(Location labeling records)
* * * * * * *

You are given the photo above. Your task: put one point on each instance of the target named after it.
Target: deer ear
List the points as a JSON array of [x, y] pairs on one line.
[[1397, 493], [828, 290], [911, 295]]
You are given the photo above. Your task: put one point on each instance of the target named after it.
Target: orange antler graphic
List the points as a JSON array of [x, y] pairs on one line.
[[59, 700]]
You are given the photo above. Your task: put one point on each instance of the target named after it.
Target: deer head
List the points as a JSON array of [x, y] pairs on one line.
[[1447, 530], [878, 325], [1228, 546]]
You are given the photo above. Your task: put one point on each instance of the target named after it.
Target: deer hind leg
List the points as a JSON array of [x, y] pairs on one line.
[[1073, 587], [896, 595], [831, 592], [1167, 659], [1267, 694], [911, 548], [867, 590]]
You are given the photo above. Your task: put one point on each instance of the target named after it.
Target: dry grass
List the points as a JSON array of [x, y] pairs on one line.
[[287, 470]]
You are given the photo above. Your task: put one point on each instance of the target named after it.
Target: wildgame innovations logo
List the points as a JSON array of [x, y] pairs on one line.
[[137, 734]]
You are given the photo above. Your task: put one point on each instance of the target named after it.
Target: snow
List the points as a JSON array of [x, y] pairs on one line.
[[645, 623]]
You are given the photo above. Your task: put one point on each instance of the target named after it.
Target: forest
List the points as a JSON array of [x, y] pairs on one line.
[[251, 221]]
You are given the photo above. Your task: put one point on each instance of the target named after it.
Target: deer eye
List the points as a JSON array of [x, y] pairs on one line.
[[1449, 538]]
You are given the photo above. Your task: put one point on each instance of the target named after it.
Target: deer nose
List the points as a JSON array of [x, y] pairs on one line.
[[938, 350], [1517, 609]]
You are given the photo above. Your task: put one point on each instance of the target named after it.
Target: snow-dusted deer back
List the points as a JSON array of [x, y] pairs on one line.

* * * * * * *

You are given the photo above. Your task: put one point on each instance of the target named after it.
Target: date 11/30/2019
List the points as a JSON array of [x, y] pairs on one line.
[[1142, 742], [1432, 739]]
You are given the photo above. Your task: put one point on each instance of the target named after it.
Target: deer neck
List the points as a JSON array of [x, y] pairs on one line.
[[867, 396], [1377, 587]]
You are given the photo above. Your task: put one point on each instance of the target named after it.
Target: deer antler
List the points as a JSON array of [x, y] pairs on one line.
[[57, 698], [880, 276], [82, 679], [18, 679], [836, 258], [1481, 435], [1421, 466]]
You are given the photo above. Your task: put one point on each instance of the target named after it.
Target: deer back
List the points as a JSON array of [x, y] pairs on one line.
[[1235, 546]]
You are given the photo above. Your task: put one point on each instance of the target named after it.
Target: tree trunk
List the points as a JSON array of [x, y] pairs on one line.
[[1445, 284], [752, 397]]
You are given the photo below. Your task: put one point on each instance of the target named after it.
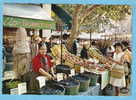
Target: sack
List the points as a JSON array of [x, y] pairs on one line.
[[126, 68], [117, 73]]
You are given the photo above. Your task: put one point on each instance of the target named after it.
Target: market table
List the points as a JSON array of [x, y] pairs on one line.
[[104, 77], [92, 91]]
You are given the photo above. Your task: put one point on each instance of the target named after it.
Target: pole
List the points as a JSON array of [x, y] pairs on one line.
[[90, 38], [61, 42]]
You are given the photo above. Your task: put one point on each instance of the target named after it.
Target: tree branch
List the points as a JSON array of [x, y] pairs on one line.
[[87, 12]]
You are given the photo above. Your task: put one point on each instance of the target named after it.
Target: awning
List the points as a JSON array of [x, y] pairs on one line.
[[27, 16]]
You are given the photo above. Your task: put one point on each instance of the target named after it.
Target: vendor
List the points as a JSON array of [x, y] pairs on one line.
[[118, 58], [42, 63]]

* * * * * * *

:: PROBLEM STATEMENT ::
Please reproduce the entries word for word, starting at the line containing "You are given the photo below." and ending after the line containing "[[118, 58], [42, 63]]". Omit the pictures from your copy.

:: CORRECT ANSWER ::
You are given the photo below. Your task: put one point on each instance of the target named after it.
Target: sack
List the points as a JSON array of [x, y] pairs on one line.
[[126, 68], [117, 73]]
You are given the photo above. Your task: put one point on each instance of the target named after it.
Target: market table
List the points as a JSON array of [x, y] pairs on one line.
[[104, 77], [92, 91]]
You are given the photo above. Your task: put one point on each instance of the target named after it.
Target: pole
List the points as a JSON array of [x, y] pairs on one line.
[[90, 38], [61, 42]]
You are given the photo above. Your task: put one point on each instance of the target named after it.
Target: tree branch
List the points as a JSON array of [x, y] pairs on one line.
[[87, 12]]
You are given the photo above. Your task: put one point on each instance of the target named after it.
Target: awning
List the points as a JSON array of [x, y] pairs on one line.
[[27, 16]]
You are given the photo above. Your task: put one point on each instance of the target named after it.
Target: vendor
List the points as a JSON array of [x, y] pairs on one line.
[[118, 58], [42, 63]]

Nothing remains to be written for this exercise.